What is required →
Please report each line in the material below that contains the string "tower", treating uppercase and lowercase as different.

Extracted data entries
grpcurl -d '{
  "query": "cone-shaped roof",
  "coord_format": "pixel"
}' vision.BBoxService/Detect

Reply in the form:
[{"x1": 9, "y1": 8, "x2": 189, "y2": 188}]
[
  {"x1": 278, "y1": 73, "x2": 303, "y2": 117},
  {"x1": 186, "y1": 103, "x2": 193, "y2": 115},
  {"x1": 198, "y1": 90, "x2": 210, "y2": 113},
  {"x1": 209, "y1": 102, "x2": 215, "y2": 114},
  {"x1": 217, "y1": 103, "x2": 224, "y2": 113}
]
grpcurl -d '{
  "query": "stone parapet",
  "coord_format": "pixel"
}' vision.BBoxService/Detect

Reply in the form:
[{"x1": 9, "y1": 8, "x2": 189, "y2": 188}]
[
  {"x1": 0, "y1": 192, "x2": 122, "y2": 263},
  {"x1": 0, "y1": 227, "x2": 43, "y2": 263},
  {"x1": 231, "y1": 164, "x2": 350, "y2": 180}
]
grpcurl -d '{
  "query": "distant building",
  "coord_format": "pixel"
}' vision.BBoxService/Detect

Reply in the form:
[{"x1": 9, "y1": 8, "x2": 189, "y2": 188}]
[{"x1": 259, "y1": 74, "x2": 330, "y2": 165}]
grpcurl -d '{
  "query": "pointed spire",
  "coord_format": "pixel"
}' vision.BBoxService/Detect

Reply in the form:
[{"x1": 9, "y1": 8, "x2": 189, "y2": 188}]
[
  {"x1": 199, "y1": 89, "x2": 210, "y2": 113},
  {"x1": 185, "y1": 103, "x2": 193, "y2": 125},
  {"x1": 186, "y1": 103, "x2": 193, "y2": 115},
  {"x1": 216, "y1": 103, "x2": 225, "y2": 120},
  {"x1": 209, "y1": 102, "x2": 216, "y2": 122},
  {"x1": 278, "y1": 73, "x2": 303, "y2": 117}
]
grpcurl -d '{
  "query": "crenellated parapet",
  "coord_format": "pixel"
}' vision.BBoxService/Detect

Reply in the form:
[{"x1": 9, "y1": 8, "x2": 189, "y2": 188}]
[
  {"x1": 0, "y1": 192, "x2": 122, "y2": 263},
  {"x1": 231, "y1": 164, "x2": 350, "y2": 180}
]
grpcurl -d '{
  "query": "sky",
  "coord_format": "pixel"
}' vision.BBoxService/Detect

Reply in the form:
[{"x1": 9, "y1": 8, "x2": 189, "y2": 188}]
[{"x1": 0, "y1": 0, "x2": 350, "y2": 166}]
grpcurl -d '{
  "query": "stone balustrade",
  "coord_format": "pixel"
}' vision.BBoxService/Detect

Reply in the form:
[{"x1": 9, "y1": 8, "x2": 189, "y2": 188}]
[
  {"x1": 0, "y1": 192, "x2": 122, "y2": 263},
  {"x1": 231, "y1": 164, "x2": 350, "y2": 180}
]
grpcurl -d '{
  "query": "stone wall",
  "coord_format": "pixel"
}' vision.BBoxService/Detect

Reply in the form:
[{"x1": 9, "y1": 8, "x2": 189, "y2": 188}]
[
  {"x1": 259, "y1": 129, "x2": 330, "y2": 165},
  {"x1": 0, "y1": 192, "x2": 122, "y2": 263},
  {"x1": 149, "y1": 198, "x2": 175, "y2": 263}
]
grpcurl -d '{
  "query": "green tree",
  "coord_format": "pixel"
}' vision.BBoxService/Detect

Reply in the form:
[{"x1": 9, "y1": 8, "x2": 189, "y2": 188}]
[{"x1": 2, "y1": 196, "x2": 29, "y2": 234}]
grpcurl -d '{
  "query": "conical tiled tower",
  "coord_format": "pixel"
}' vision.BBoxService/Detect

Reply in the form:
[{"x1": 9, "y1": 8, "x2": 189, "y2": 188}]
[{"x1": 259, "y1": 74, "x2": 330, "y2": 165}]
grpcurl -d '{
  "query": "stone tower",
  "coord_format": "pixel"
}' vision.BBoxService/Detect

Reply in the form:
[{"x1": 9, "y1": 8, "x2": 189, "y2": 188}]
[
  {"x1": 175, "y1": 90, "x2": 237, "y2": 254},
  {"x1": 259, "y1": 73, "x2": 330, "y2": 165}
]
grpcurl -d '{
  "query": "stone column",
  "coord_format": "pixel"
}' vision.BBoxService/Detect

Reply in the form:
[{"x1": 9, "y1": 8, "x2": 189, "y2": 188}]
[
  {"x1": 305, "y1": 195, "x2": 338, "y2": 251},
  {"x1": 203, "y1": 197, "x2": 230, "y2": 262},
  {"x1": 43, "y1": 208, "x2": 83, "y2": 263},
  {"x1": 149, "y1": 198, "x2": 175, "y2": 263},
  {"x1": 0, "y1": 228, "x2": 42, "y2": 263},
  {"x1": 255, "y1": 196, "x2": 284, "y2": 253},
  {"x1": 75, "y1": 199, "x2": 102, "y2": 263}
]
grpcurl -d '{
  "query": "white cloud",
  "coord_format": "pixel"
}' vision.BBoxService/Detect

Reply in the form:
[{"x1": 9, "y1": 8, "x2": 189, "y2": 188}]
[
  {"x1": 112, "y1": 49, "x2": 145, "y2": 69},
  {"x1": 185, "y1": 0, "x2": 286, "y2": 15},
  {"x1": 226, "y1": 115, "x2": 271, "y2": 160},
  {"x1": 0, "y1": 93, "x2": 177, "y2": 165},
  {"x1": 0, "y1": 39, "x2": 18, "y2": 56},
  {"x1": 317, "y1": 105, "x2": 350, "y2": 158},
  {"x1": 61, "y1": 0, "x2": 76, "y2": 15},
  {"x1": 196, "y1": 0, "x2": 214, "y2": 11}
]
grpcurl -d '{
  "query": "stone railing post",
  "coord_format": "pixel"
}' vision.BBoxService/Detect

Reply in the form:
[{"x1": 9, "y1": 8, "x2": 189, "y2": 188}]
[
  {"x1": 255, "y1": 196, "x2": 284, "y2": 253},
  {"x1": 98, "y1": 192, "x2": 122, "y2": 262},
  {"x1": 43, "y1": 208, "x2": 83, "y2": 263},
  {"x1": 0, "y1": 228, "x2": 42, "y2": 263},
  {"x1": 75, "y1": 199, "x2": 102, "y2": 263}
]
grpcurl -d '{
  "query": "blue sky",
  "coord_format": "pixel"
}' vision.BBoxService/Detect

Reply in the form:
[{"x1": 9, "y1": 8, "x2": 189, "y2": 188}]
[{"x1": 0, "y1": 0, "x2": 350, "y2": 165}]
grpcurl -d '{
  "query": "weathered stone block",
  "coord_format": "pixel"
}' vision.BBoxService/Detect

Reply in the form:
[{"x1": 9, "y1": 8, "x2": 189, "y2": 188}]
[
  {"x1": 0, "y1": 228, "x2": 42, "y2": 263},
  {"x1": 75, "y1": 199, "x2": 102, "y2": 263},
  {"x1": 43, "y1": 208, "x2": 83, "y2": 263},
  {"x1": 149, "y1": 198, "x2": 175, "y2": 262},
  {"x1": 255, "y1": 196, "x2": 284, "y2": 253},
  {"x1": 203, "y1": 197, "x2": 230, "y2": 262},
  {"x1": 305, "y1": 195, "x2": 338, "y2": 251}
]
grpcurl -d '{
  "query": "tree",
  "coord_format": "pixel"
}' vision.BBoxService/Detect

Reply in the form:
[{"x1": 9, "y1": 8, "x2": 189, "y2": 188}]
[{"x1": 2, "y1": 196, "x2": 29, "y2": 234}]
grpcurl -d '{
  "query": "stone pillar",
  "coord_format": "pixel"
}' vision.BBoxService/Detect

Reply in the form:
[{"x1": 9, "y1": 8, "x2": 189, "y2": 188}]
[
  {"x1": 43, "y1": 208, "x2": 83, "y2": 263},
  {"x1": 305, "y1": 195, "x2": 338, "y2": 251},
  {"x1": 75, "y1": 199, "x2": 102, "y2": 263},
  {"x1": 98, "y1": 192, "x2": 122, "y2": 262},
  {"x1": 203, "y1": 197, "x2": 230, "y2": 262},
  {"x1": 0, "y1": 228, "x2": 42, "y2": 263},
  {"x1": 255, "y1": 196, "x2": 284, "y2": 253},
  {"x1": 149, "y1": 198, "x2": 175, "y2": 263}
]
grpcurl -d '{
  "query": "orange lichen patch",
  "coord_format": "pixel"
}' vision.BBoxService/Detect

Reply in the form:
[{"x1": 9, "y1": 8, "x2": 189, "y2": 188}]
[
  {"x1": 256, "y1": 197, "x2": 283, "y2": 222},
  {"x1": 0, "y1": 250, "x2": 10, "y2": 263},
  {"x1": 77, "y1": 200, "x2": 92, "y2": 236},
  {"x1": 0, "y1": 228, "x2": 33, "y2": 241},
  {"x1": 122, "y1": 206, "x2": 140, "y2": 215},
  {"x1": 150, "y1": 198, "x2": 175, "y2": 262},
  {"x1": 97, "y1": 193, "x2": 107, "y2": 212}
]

Task response →
  "query": "conical tiled tower",
  "query": "stone tower",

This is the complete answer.